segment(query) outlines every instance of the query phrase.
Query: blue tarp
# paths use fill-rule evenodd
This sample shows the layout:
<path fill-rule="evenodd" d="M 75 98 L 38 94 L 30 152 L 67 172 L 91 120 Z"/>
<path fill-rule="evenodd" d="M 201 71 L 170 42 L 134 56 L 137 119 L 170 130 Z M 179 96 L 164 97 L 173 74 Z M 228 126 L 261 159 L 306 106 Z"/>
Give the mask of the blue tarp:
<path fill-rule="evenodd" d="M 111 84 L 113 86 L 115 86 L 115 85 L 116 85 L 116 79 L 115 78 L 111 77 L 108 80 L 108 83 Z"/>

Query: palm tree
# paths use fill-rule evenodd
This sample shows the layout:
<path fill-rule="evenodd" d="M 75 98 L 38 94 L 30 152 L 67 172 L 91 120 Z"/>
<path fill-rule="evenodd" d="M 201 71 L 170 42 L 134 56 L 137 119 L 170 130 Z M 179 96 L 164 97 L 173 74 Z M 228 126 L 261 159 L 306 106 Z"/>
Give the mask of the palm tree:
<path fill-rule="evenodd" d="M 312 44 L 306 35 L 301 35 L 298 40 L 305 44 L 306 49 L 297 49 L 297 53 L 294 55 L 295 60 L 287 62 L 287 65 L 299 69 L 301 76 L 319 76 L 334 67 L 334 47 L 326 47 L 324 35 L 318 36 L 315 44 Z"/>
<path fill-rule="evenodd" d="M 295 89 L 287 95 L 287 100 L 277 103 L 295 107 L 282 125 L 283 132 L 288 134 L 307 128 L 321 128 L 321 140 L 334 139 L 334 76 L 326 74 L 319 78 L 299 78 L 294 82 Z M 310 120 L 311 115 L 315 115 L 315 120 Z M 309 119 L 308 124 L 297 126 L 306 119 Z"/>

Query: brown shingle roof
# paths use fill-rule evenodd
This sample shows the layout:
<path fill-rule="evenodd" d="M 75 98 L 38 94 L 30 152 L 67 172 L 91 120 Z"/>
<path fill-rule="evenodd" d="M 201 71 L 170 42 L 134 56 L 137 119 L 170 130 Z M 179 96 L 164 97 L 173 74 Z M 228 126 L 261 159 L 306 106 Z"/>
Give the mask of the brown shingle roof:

----------

Your goal: Copy out every line above word for word, with nothing added or changed.

Finished task:
segment(query) outlines every instance of the query phrase.
Query: blue tarp
# paths use fill-rule evenodd
This sample shows the layout:
<path fill-rule="evenodd" d="M 75 98 L 38 94 L 30 152 L 67 172 L 91 120 Z"/>
<path fill-rule="evenodd" d="M 201 71 L 170 42 L 134 56 L 137 119 L 170 130 Z M 179 96 L 164 97 L 173 74 Z M 228 126 L 261 159 L 306 106 Z"/>
Give the mask of the blue tarp:
<path fill-rule="evenodd" d="M 111 84 L 113 86 L 115 86 L 115 85 L 116 85 L 116 79 L 115 78 L 111 77 L 108 80 L 108 83 Z"/>

Query: palm tree
# paths use fill-rule evenodd
This sample shows the layout:
<path fill-rule="evenodd" d="M 75 98 L 38 94 L 30 152 L 67 172 L 91 120 Z"/>
<path fill-rule="evenodd" d="M 201 71 L 170 42 L 134 56 L 137 119 L 170 130 Z M 179 96 L 164 97 L 173 74 Z M 228 126 L 261 159 L 306 106 Z"/>
Give the mask of the palm tree:
<path fill-rule="evenodd" d="M 312 44 L 306 35 L 301 35 L 298 40 L 305 44 L 306 49 L 297 49 L 297 53 L 294 55 L 295 60 L 287 62 L 287 65 L 299 69 L 301 76 L 319 76 L 334 67 L 334 47 L 326 47 L 324 35 L 318 36 L 315 44 Z"/>
<path fill-rule="evenodd" d="M 295 89 L 287 95 L 287 100 L 277 103 L 295 107 L 282 125 L 283 132 L 288 134 L 307 128 L 321 128 L 321 140 L 334 139 L 334 76 L 326 74 L 319 78 L 299 78 L 294 82 Z M 310 120 L 311 115 L 315 115 L 315 120 Z M 309 119 L 308 124 L 297 126 L 306 119 Z"/>

Query: brown shingle roof
# paths use fill-rule evenodd
This sample shows the layout:
<path fill-rule="evenodd" d="M 75 98 L 38 94 L 30 152 L 67 172 L 91 120 Z"/>
<path fill-rule="evenodd" d="M 201 71 L 170 42 L 134 56 L 137 119 L 170 130 Z M 179 96 L 164 97 L 173 74 Z M 228 126 L 261 159 L 306 106 Z"/>
Give the mask of the brown shingle roof:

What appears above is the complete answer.